All entries are to be quoted exactly; the images stay out of the copy.

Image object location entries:
------------------------------------------------------------
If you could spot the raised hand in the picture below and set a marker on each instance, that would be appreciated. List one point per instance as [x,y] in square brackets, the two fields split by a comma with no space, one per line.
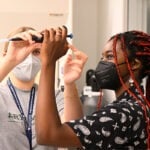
[54,45]
[74,65]
[18,50]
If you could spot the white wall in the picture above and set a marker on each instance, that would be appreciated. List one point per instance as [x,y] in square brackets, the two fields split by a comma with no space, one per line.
[94,21]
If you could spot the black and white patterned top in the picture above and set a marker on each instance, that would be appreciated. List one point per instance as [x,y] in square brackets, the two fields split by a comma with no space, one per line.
[118,126]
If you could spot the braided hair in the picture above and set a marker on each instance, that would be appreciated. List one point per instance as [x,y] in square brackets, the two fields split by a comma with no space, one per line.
[137,44]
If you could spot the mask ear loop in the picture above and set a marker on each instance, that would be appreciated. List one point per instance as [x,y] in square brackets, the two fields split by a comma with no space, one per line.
[99,103]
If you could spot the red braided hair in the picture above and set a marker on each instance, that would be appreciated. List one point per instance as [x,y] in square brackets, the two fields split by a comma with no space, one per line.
[138,45]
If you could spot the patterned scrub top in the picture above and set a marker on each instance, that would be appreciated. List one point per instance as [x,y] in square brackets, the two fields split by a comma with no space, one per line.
[118,126]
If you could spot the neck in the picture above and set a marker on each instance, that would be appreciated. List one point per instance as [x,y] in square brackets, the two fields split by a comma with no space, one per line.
[23,85]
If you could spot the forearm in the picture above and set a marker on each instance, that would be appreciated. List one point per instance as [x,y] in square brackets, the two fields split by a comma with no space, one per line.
[47,117]
[72,103]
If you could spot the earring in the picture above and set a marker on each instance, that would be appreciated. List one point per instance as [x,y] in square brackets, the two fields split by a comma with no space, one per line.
[131,82]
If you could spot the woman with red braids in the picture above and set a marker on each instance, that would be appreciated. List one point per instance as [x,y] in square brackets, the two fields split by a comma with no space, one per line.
[123,124]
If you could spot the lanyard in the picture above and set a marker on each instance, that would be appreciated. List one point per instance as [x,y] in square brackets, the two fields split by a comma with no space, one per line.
------------------------------------------------------------
__Answer__
If you could spot the raised hand in the picture below and set a marker on each instance, that would be appreciated. List one point per instance as [x,y] in square brackets, the two fields split by a comma with no space, one per line.
[54,45]
[74,65]
[18,50]
If you could spot the white wall in the picture above and set a marker on each instance, that would be appreciated. List one point per instance as [x,y] in square brackets, the two fields split by a comma with no space, one per line.
[94,21]
If you could spot the black and white patterned top in the picture above and set a marker on each instance, that would be appreciated. List one point per instance as [x,y] in square brackets, the two fields split by a comma with no space, one per line.
[118,126]
If you could spot the braided hair in the picture above and set a marker on each instance, that would be appreciated. List one point per instance as [x,y] in square brackets, the two fields split by a comma with no space, one per line.
[137,44]
If you could spot the mask ear loop in the picture above and set a marker on each instance, that would be appreciated. List one point per instance as [x,y] in square brackets, the two fields split by a comma with no space, one per line.
[99,103]
If you could spot the red braided hair in the picture above and set a marker on each instance, that would be appreciated. List one point per instance as [x,y] in square brackets, the two fields split by a comma with no space, one per line.
[138,45]
If you could spot the patterned scrub top in the picture above and set a marker on each instance, that would be appreciated. List one point per instance as [x,y] in square brackets, the two fields split by a comma with no space, one per line.
[118,126]
If you could spot the neck in the picture above and set a marker on each instance, that would be appreciated. List one point per instance as [x,y] in square brackets, the two fields split by a comma with no space, one per line.
[23,85]
If you could spot the forearm in the picture above and set a marker on each instance, that would be appreciated. List one point per instance as [x,y] in square brackets, the two fields split by a comma with no space, one per line.
[47,117]
[72,103]
If you could spot the earring in the picture above and set a marker on each instance, that would be appreciated. List one point per instance as [x,y] in square brackets, the two fields split by a comma with no space, one per line.
[131,82]
If you could spot the woman with red braids in the picture above and set a marker on each instance, that would be appreciated. List one point per instance as [x,y] in square brackets, the two fields split by a comma with no space, one per line.
[123,124]
If you could spot the lanyard in the picture above and set a marker on each instance, that would be appreciated. List one point per instance as [x,y] in square brackets, the two fields split by a comma with no space, one per line.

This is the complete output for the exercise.